* **WHAT THIS EXERCISE ASKS**:
1 > Please copy the comment thread again, everything from "That said, it" down to "just insane though.", changing "encryption" to "cryptography".
2 > Answer these questions from the comment thread:
(a) What does one commenter say a user password offers if someone is in possession of the hardware?
(b) Where is the image of the storage device said to probably be?
(c) What does the person in the article "think" happened to his password?
3 > Extend the comment thread with more of it, starting after its final sentence.

* **PAGE EXCERPT**:
►
Don’t piss off the lady (or man) at the airport.
Yes, that’s the moral of the story. Glad you were able to deftly avoid the other conclusions one might have drawn from the report.
Don’t piss off the lady (or man) at the airport.
Yes, that’s the moral of the story. Glad you were able to deftly avoid the other conclusions one might have drawn from the report.
A reasonably secure password should be rather difficult to crack. If the storage devices were actually encrypted and the device powered down, it shouldn’t have been a simple matter to ‘crack’ the password.
Leaving aside the vagaries of words like “reasonable” and “rather difficult” I saw nothing in the article stating the hard drive was encrypted or whether it was powered on or off. Granted he also “thinks” his password was cracked. There’s nothing in the article that speaks to any sort of analysis on how his files were accessed if they were.
That said, it still sounds like you are conflating cracking a password and breaking encryption.
Its more likely an image was taken of its storage device, for later processing. Its probably just in an archive somewhere.
It may be that I’m conflating these because a user password itself offers very little security if someone is in possession of the hardware. And passwords are usually (also) used to unlock encryption (say, at boot). So I assume in this sort of context that the password in question is related to unlocking an encrypted device rather than just a password to a user account on the machine.
Probably. This sort of behaviour is just insane though.
Even if you don’t give a damn for civil rights etc., indiscriminately hoovering up information means that you have way too much noise to effectively use this now unwieldy pile of data, whether it’s to ‘preserve democracy’ or get rid of troublemakers etc.
◄
* **DATASET EXCERPTS**:
►
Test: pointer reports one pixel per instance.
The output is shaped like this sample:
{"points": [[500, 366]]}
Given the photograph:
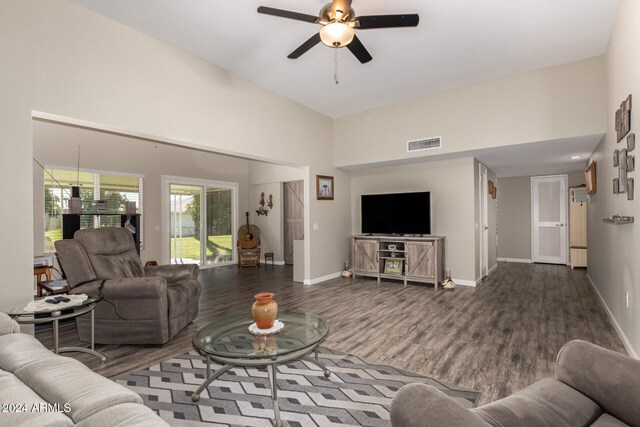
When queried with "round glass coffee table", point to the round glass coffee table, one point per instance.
{"points": [[230, 343], [54, 314]]}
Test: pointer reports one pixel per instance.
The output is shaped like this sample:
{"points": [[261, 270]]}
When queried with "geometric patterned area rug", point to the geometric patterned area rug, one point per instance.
{"points": [[357, 393]]}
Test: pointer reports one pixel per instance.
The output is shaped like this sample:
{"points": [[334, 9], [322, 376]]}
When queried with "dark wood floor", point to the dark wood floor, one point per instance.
{"points": [[496, 338]]}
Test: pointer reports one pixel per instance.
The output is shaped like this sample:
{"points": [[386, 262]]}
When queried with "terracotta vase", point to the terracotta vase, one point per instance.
{"points": [[265, 310]]}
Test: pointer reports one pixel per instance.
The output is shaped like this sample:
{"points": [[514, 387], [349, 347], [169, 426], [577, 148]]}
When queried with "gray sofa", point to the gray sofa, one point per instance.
{"points": [[592, 386], [40, 388], [142, 305]]}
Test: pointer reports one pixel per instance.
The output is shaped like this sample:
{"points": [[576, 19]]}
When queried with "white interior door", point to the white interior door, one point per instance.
{"points": [[549, 219]]}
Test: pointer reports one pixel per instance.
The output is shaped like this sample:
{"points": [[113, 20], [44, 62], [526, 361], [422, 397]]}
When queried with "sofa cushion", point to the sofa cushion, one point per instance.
{"points": [[111, 251], [548, 402], [125, 415], [18, 350], [65, 380], [26, 408], [607, 377], [77, 267], [606, 420]]}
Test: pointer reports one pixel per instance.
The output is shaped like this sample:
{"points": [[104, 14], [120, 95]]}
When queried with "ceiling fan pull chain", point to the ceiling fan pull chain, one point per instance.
{"points": [[335, 65]]}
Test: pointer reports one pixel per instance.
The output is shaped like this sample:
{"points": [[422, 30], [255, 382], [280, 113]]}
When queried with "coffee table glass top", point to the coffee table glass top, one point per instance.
{"points": [[17, 309], [230, 338]]}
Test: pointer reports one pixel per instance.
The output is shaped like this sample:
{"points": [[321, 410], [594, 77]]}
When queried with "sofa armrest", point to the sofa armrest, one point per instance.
{"points": [[173, 273], [417, 405], [8, 325], [127, 288], [610, 379]]}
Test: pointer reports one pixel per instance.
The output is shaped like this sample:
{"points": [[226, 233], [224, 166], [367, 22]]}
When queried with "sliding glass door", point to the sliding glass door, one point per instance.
{"points": [[201, 222]]}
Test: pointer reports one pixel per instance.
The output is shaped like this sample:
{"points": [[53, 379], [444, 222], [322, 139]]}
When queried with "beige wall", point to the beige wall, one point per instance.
{"points": [[558, 102], [70, 62], [613, 250], [491, 221], [56, 145], [514, 215], [451, 184], [270, 225]]}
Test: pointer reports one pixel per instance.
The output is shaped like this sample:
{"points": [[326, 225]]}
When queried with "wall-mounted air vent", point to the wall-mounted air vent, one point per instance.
{"points": [[424, 144]]}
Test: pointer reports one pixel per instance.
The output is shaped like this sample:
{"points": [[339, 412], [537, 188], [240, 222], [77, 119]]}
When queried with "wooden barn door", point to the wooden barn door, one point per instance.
{"points": [[293, 195]]}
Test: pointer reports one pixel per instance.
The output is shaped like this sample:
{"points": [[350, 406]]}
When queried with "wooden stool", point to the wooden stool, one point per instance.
{"points": [[267, 256]]}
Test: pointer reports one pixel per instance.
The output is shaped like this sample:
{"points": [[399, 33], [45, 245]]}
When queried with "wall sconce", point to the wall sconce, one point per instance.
{"points": [[261, 210]]}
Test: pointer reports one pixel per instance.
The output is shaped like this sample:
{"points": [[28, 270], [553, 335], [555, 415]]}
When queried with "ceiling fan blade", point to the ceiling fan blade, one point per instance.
{"points": [[288, 14], [341, 5], [387, 21], [359, 51], [313, 40]]}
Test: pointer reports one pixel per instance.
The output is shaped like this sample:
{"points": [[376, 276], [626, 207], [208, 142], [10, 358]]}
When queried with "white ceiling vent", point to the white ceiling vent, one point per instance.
{"points": [[424, 144]]}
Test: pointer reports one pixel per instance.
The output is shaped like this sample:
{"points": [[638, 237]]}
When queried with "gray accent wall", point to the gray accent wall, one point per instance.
{"points": [[452, 188], [613, 249], [514, 218]]}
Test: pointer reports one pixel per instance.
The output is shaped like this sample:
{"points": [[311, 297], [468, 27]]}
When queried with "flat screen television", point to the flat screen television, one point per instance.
{"points": [[396, 213]]}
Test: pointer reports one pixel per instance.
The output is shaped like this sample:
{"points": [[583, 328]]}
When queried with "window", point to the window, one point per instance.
{"points": [[113, 188]]}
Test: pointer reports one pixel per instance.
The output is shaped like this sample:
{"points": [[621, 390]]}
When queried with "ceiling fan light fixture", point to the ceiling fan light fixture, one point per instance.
{"points": [[337, 34]]}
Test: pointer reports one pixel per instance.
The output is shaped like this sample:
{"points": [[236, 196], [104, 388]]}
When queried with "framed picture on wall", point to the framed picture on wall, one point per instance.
{"points": [[324, 187]]}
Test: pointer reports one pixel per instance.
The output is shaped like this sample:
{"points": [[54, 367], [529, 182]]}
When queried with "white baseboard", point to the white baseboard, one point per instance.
{"points": [[322, 279], [461, 282], [627, 345], [524, 261], [492, 269]]}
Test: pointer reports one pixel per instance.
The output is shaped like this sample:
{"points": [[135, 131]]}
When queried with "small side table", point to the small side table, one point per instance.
{"points": [[54, 315], [52, 287], [39, 271], [268, 256]]}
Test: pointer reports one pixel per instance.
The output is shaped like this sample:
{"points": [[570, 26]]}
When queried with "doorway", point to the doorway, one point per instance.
{"points": [[200, 222], [549, 219], [293, 218], [483, 190]]}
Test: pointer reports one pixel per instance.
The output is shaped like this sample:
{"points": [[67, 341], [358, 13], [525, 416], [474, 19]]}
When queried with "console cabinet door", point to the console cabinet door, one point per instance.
{"points": [[366, 256], [420, 260]]}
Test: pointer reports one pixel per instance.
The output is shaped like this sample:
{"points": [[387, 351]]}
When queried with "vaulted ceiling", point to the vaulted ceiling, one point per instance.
{"points": [[457, 43]]}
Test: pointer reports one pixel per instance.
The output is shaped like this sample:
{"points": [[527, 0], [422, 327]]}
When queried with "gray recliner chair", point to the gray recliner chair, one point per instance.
{"points": [[592, 386], [142, 305]]}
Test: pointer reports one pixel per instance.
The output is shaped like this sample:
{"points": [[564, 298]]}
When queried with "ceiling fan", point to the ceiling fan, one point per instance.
{"points": [[339, 23]]}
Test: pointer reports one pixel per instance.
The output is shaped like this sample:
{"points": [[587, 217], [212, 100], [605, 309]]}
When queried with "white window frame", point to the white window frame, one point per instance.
{"points": [[167, 180], [96, 189]]}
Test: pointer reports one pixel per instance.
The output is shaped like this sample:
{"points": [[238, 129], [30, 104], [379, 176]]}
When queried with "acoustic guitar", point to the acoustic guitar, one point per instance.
{"points": [[247, 240]]}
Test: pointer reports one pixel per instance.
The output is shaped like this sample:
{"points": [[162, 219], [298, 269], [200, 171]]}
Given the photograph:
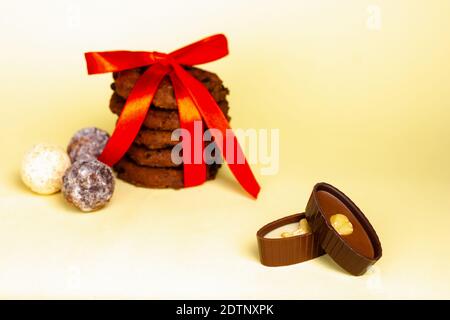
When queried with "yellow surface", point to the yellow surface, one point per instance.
{"points": [[364, 108]]}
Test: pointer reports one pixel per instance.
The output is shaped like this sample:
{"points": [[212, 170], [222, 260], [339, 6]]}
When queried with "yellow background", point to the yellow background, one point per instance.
{"points": [[366, 110]]}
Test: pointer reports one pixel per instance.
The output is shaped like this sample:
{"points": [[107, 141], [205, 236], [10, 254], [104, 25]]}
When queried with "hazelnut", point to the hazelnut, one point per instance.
{"points": [[341, 224]]}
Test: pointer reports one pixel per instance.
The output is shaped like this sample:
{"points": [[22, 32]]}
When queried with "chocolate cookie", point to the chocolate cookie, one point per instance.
{"points": [[149, 177], [151, 158], [158, 118], [164, 98]]}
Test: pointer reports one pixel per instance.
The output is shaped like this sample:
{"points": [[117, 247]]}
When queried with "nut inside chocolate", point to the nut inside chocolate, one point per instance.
{"points": [[359, 239]]}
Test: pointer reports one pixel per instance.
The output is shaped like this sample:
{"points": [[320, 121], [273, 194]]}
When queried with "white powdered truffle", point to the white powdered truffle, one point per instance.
{"points": [[43, 167]]}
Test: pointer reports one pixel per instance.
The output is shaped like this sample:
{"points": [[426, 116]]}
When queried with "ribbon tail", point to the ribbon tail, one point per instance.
{"points": [[133, 114], [214, 118], [192, 125]]}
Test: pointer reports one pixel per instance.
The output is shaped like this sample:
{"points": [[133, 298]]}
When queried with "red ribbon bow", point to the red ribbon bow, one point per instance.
{"points": [[193, 100]]}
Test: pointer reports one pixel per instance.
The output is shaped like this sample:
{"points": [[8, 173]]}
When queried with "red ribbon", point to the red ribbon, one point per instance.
{"points": [[193, 100]]}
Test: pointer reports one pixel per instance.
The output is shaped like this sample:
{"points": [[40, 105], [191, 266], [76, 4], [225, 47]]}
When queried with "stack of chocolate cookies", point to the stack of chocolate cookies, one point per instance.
{"points": [[148, 162]]}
◄
* **TASK-BY-TASK ANSWERS**:
1 >
That said, it still sounds like you are conflating cracking a password and breaking cryptography.
Its more likely an image was taken of its storage device, for later processing. Its probably just in an archive somewhere.
It may be that I’m conflating these because a user password itself offers very little security if someone is in possession of the hardware. And passwords are usually (also) used to unlock cryptography (say, at boot). So I assume in this sort of context that the password in question is related to unlocking an encrypted device rather than just a password to a user account on the machine.
Probably. This sort of behaviour is just insane though.

2 >
(a) Very little security.
(b) In an archive somewhere.
(c) That it was cracked.

3 >
So just logistically this seems stupid to me.
And, of course, in terms of worrying about increasingly dystopian societies, it’s incredibly frightening to me
You could offload your personal stuff to a cheap external drive, scrub the computer/reinstall, and then just take the now empty computer with you; when you get home, put the personal stuff back.
Name’s Hague, trades in software weapons, check. Disk sizes greater than 2^62 blocks FTW, right? Or an unlocking scheme involving fitting the mobile into a womens’ jeans pocket (error: the wrong womens’. Reload paper on 10e’s.) Start henna-ing the password on the agent’s finger, then charge to finish… [ducks a cafe’ loveseat]
Or just pipe random noise into a multigig file and adding a .hc (the Veracrypt file extension)
A few of these are the digital equivalent of burying a bunch of screws and bolts in the field of your family farm to frustrate feds
If he’s not an activist, it might be CP related
Chromebooks are cheap, make it easy to do a factory reset in a couple minutes, and serve as effective burner laptops. Of course Google will see everything, but that shouldn’t be a problem if you’re not actually doing bad stuff, but just want something where you can recover easily if inept agents screw it up, or that you can easily write off as a loss if you do lose it during the trip.
Of course, if you need to use some specialized software like AutoCAD or something while traveling, that might not be an option. It wouldn’t work for what I do on a day-to-day basis, but while traveling I don’t need all that stuff.
You can backup your system, encrypt the image, then upload it to a cloud service you like. Wipe your device, then when you cross the border, download the image, decrypt it, and reinstall. Is it a pain in the ass? Yup. But what’s worse? That or a pissed off underpaid dweeb rifling through your entire history to find something that he can portray as wrong?
“Hey look, they went to this Arabic sounding website 56 times!”
“…yes i sometimes visit aljazeera for news”
“TERRORIST!”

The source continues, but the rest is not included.